On the 50th anniversary of the discovery of interferon (IFN), we offer a perspective from more than 100,000 published papers, highlighting initial pivotal discoveries and more recent findings of conceptual importance. This covers the mechanisms of IFN induction, the cellular actions of IFN and IFN-stimulated genes (ISGs), and human therapeutic applications.
The synthesis of IFNs requires stimulation by viruses or microbial products binding to Toll-like receptors, or chemical inducers. The development of small-molecule modulators is still in its infancy, but the delineation of the responsible signalling pathways has identified many target proteins.
IFNs constitute a large protein family that can be subdivided into three types, binding to different receptors. These receptors initiate signalling by activating a complex signalling cascade regulated at many levels, resulting in a diverse pattern of ISG induction.
ISGs are a diverse group of more than 300 genes, which can have direct antiviral and antitumour functions. These are attractive targets for high-throughput screening for the identification of new modulators of the IFN system.

Point-per-instance localization data:
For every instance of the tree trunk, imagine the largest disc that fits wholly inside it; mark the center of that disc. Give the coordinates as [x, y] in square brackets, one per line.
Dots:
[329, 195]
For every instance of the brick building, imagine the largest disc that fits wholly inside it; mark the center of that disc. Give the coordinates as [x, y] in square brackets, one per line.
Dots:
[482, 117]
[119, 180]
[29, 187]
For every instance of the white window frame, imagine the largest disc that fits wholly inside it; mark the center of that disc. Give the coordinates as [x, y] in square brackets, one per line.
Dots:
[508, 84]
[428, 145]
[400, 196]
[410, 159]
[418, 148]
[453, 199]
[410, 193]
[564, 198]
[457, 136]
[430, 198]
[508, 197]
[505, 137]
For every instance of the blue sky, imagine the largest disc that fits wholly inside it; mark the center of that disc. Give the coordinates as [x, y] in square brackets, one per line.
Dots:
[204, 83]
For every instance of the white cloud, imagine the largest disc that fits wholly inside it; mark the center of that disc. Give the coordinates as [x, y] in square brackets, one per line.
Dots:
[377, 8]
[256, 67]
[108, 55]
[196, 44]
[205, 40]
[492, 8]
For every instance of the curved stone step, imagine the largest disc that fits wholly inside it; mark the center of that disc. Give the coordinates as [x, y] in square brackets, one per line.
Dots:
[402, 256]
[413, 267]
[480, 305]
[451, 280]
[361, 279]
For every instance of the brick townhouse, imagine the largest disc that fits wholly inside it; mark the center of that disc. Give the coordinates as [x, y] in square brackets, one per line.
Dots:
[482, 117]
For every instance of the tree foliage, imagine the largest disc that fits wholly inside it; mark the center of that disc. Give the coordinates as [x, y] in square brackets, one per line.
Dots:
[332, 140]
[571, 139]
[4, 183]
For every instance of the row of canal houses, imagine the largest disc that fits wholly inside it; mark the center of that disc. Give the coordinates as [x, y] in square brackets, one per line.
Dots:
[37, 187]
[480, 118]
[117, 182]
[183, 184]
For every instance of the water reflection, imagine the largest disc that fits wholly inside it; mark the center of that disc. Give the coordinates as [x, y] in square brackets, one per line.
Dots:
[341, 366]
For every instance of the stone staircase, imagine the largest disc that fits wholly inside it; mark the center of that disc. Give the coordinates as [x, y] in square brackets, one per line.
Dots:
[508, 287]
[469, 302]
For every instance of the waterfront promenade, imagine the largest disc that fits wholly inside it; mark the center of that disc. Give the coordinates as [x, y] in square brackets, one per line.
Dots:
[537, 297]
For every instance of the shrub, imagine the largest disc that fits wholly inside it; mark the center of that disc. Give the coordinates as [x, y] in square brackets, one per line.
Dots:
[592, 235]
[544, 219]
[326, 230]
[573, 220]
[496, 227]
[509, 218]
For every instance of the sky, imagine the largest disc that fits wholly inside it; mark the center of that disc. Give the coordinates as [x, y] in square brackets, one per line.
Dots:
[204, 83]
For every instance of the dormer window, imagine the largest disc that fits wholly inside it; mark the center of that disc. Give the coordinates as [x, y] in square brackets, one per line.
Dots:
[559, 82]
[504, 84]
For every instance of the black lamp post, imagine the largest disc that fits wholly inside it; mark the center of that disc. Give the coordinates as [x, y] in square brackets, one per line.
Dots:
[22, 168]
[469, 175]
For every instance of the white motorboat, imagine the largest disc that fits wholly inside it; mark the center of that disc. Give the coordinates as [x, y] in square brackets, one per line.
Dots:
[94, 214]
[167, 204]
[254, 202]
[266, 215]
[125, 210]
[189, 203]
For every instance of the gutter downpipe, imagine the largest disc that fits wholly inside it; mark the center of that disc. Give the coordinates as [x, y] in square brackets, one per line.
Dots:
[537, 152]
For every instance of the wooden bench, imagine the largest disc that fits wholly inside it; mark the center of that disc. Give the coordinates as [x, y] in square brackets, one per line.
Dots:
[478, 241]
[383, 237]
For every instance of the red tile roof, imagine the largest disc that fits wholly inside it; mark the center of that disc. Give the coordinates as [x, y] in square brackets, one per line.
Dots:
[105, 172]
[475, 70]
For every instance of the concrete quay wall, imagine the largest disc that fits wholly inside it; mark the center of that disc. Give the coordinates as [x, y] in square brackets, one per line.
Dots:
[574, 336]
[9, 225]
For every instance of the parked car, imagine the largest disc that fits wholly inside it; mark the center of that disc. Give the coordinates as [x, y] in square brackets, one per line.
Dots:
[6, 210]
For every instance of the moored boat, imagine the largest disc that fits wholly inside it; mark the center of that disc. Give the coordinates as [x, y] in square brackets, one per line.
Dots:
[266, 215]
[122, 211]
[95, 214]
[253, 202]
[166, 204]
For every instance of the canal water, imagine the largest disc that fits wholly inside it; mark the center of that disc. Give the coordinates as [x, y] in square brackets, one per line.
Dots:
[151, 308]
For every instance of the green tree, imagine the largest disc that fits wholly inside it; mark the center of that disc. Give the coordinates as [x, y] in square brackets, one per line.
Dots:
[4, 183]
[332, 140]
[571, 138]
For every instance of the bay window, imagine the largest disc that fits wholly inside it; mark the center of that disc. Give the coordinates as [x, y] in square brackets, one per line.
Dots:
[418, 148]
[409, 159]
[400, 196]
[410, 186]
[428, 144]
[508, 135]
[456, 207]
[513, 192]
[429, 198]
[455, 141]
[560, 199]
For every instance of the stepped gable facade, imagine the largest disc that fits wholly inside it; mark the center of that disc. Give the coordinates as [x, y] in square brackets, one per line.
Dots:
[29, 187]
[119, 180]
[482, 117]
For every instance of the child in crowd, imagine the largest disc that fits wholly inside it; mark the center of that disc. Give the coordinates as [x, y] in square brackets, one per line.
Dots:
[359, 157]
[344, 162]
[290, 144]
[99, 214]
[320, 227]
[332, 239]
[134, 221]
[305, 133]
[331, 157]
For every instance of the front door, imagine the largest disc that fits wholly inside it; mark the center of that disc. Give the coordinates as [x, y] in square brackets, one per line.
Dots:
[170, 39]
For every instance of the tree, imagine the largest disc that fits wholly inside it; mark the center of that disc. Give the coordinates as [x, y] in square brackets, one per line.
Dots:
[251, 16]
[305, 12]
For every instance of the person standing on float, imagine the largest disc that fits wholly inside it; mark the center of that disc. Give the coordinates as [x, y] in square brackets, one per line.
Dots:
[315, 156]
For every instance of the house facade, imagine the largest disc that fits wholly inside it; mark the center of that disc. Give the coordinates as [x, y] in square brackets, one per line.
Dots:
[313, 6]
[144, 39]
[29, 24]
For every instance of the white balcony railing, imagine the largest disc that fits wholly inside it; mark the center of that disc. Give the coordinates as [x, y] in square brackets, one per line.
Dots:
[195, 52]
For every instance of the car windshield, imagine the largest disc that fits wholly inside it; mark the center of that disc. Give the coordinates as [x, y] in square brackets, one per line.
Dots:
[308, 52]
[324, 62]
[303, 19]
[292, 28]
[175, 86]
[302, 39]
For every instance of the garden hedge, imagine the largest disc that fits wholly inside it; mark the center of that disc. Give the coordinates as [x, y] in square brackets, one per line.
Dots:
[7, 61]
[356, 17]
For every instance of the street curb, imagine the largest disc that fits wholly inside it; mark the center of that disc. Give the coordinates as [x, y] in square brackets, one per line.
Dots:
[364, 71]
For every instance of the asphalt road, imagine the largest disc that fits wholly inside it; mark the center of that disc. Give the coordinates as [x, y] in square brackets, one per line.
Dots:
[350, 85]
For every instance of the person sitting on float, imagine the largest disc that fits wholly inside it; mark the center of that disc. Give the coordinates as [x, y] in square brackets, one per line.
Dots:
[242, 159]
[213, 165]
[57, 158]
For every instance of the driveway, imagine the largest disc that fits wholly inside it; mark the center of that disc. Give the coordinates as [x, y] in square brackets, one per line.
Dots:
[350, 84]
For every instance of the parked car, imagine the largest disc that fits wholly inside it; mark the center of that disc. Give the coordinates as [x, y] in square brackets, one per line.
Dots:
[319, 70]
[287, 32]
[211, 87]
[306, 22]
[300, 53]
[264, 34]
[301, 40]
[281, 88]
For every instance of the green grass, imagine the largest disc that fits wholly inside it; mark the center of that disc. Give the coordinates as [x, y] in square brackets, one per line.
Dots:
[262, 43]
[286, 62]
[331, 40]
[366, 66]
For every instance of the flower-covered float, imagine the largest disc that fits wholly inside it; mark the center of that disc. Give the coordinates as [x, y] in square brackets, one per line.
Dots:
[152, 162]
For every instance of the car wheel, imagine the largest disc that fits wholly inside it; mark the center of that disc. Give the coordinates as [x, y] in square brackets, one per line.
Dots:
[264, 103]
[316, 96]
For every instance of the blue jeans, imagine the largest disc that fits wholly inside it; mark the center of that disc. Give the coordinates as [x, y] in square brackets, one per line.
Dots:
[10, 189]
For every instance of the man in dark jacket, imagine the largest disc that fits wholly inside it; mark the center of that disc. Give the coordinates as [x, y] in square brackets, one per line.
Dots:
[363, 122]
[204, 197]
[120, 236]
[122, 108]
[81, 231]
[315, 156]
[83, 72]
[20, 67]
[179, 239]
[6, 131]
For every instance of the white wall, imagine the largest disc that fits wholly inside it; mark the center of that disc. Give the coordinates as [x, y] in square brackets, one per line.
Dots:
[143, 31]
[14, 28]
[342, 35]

---

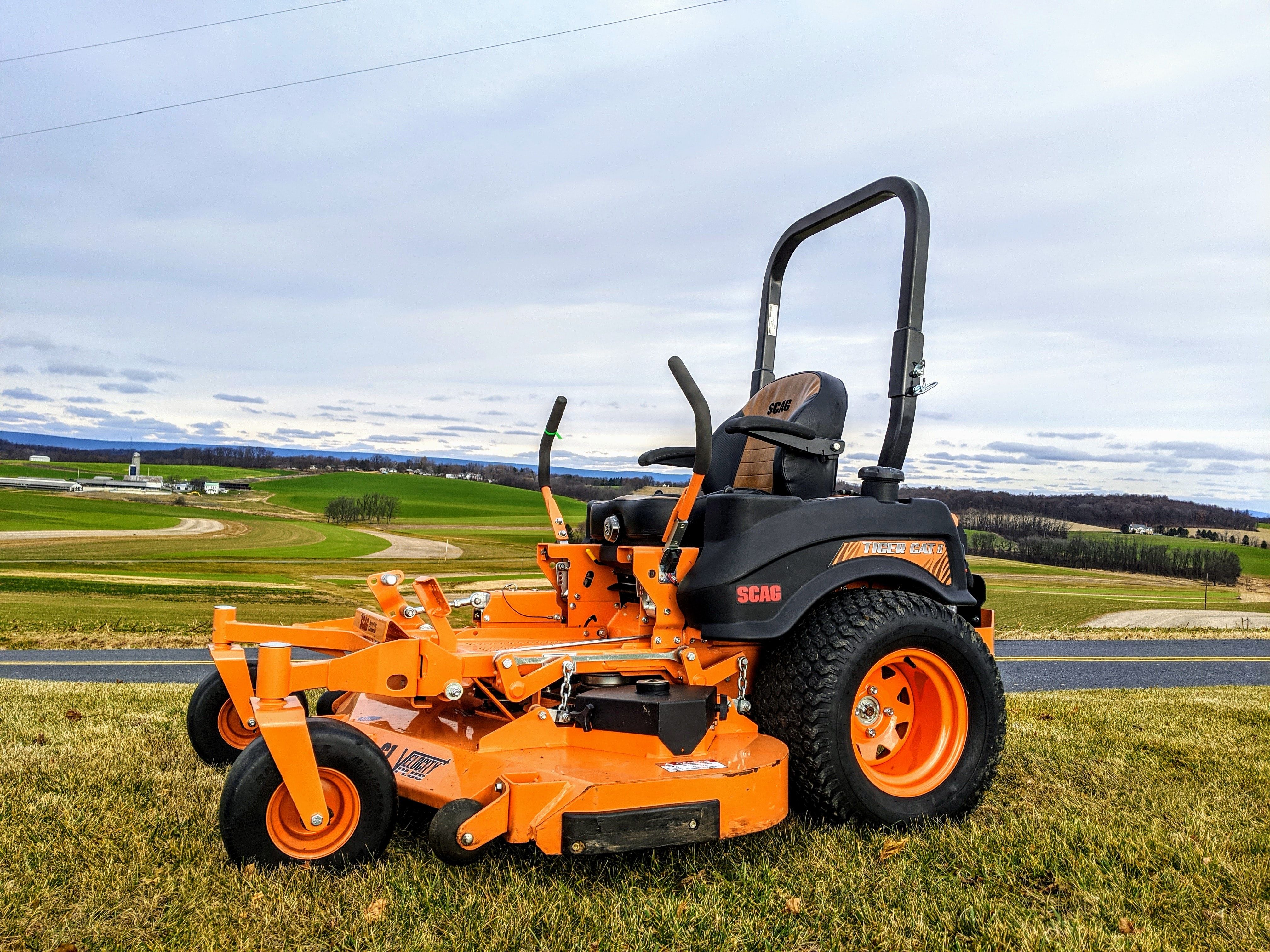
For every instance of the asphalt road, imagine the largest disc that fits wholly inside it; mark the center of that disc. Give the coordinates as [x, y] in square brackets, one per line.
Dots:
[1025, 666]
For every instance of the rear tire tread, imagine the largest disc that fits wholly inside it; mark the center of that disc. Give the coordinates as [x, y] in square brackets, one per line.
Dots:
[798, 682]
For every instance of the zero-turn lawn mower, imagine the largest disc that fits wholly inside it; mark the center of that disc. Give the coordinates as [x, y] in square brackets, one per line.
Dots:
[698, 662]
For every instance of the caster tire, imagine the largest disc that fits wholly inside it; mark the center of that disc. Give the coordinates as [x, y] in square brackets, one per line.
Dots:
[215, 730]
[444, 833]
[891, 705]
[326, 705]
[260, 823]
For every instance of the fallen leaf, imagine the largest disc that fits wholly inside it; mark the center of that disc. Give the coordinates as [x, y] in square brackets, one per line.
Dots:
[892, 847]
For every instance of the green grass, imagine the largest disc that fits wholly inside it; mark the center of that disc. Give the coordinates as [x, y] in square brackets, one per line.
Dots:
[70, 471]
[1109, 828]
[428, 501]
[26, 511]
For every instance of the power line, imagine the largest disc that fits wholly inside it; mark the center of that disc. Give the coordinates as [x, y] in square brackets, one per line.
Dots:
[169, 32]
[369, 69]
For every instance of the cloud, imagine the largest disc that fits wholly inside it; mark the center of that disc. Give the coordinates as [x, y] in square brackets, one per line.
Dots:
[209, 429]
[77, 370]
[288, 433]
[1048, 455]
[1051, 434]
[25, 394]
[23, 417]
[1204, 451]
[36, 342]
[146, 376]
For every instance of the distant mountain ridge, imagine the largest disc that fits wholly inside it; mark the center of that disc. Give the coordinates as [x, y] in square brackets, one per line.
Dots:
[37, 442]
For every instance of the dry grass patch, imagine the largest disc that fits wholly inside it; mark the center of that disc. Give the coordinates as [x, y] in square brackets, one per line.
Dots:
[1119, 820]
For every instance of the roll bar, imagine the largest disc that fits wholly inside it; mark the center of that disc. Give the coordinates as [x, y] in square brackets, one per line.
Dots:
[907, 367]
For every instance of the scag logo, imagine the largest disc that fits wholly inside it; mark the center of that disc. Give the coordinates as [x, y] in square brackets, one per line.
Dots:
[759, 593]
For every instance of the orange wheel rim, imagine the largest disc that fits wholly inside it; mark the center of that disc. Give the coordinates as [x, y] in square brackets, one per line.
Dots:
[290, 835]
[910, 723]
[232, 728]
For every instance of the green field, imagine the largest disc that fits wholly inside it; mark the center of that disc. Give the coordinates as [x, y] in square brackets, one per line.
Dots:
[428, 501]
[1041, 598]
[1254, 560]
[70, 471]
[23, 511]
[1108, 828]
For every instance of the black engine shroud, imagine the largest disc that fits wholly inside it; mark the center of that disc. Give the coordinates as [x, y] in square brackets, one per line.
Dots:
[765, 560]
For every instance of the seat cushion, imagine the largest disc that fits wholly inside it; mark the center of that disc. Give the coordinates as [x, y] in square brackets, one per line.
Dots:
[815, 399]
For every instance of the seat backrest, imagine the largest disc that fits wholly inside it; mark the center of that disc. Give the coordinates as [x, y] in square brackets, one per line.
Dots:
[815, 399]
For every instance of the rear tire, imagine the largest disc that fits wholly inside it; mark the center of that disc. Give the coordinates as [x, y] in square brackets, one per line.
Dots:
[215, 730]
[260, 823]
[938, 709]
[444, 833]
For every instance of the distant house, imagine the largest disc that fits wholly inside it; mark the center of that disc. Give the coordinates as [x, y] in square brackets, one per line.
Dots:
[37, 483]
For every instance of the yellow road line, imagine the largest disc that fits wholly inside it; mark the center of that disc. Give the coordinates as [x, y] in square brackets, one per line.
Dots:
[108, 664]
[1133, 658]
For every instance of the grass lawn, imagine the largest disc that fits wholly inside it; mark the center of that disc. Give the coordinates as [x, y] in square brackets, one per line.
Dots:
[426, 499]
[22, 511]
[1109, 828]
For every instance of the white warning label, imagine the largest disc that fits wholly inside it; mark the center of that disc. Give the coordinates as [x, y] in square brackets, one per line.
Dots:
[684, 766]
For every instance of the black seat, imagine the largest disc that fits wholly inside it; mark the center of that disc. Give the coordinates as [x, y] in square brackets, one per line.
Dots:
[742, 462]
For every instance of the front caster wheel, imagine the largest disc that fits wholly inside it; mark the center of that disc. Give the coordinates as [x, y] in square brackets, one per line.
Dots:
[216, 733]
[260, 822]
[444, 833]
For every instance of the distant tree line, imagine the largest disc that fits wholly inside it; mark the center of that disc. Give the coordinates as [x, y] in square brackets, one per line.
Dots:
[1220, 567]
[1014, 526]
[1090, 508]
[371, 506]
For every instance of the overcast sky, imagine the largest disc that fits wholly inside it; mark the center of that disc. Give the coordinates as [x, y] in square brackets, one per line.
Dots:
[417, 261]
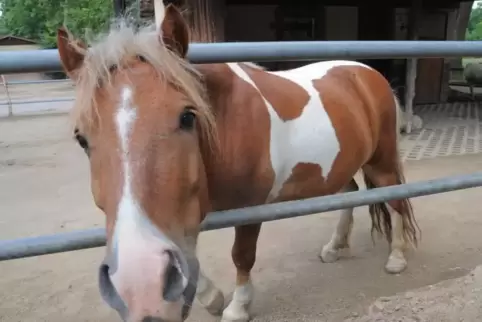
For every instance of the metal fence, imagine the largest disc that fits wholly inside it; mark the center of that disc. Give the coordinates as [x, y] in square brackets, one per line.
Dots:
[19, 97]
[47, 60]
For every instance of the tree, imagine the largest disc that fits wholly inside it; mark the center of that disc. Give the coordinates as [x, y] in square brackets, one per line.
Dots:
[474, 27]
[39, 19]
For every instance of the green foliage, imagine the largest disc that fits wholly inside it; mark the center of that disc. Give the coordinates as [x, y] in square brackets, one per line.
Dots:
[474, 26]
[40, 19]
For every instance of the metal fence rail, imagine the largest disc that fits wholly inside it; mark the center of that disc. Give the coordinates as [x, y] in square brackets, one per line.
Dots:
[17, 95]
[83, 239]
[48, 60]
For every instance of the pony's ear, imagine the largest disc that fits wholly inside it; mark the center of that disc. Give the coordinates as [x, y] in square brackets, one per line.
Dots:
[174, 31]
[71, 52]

# WORK INSTRUCTION 1
Summarize the interferon text in two sentences.
# WORK INSTRUCTION 2
Write out the portion of the interferon text starting at "On the 50th" and ending at "many target proteins.".

# WRITTEN REPLY 1
Marking 50 years since the discovery of interferon, the text draws on more than 100,000 published papers to survey how IFNs are induced, how IFNs and IFN-stimulated genes act in cells, and how they are used in human therapy. IFN synthesis is triggered by viruses, by microbial products binding to Toll-like receptors, or by chemical inducers, and the three types of IFN bind different receptors to start a complex signalling cascade that induces more than 300 ISGs, which can have direct antiviral and antitumour functions and are attractive targets for screening for new modulators.

# WRITTEN REPLY 2
On the 50th anniversary of the discovery of interferon (IFN), we offer a perspective from more than 100,000 published papers, highlighting initial pivotal discoveries and more recent findings of conceptual importance. This covers the mechanisms of IFN induction, the cellular actions of IFN and IFN-stimulated genes (ISGs), and human therapeutic applications.
The synthesis of IFNs requires stimulation by viruses or microbial products binding to Toll-like receptors, or chemical inducers. The development of small-molecule modulators is still in its infancy, but the delineation of the responsible signalling pathways has identified many target proteins.